**Document section:**
::::::::

Helping Our Children Develop Their Own Faith — Roger L. Leonard

Our first child was born in August of 1988. Alisa and I had been married for just over three years and were excited about our baby girl whom we had already named Amanda Carol. I chose Amanda from Don Williams’ song by that title, and Alisa chose Carol after her mother’s middle name. Amanda had colic for about five months and almost no one could console her except her mom. Being a new daddy and inexperienced, that sort of hurt my feelings but I got over it.

Then Glenn Clay, our second child, was born in December of 1990. He got two family names, Glenn after Alisa’s dad’s first name and my daddy’s middle name. “Clay” was after my granddaddy, Henry Clay Leonard. He was an easy baby and almost anyone could hold him.

In September of 1996, we lost a baby at 4.5 months in the womb. Caleb Austin was stillborn. That was very hard on Alisa, and an experience a man cannot understand. It was hard on me because he was a “surprise” and I really did not want more than two children. Yet when he died I felt guilty for not wanting him, even though I had prayed about it and had come to accept his birth. However, it was much harder on Alisa and she wanted another child after that loss. So Ellie Marie was born in July of 1997. Alisa named her Ellie because she liked the name, and Marie was after Alisa’s maternal Grandmother, Marie Brockman. She was a breath of fresh air after losing Caleb.

::::::::

Coordinate annotation records:

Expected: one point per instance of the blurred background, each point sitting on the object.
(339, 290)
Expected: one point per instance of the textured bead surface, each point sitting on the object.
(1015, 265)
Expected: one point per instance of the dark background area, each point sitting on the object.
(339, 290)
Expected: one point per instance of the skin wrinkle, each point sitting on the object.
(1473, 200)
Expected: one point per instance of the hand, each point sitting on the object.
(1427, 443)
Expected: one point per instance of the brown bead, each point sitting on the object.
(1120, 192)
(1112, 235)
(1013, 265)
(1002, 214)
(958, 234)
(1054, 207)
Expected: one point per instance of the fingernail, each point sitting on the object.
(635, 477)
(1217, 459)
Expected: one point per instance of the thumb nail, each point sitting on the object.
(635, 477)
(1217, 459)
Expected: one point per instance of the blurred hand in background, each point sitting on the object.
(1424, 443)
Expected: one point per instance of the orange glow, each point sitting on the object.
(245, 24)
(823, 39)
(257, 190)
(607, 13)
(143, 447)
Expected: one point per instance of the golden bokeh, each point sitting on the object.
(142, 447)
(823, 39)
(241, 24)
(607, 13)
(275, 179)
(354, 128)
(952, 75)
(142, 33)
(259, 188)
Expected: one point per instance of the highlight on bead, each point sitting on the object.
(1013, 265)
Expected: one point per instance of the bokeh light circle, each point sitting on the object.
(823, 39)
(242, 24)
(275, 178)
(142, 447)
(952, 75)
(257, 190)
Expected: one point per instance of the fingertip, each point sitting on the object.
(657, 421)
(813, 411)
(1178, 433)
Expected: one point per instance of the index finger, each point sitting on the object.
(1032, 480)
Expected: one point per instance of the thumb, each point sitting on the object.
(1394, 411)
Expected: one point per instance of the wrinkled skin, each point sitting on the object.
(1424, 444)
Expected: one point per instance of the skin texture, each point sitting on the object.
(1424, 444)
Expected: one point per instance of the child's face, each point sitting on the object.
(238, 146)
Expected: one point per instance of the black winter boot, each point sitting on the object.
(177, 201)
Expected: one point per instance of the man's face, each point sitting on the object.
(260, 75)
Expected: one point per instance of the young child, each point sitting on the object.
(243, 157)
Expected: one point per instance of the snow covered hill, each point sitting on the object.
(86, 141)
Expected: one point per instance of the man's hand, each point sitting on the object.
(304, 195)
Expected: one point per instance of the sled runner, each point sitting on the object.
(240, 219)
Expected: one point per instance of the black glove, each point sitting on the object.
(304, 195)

::::::::

**Required tasks:**
a) In the essay about the Leonard children, list the first and middle names of every child it mentions.
b) Reproduce word for word the part of the essay about the Leonard children starting with "Helping Our Children" and going on through "got over it.".
c) According to the essay about the Leonard children, which song inspired the name Amanda?

**Solved tasks:**
a) Amanda Carol, Glenn Clay, Caleb Austin, Ellie Marie

b)
Helping Our Children Develop Their Own Faith — Roger L. Leonard

Our first child was born in August of 1988. Alisa and I had been married for just over three years and were excited about our baby girl whom we had already named Amanda Carol. I chose Amanda from Don Williams’ song by that title, and Alisa chose Carol after her mother’s middle name. Amanda had colic for about five months and almost no one could console her except her mom. Being a new daddy and inexperienced, that sort of hurt my feelings but I got over it.

c) Don Williams’ song titled “Amanda.”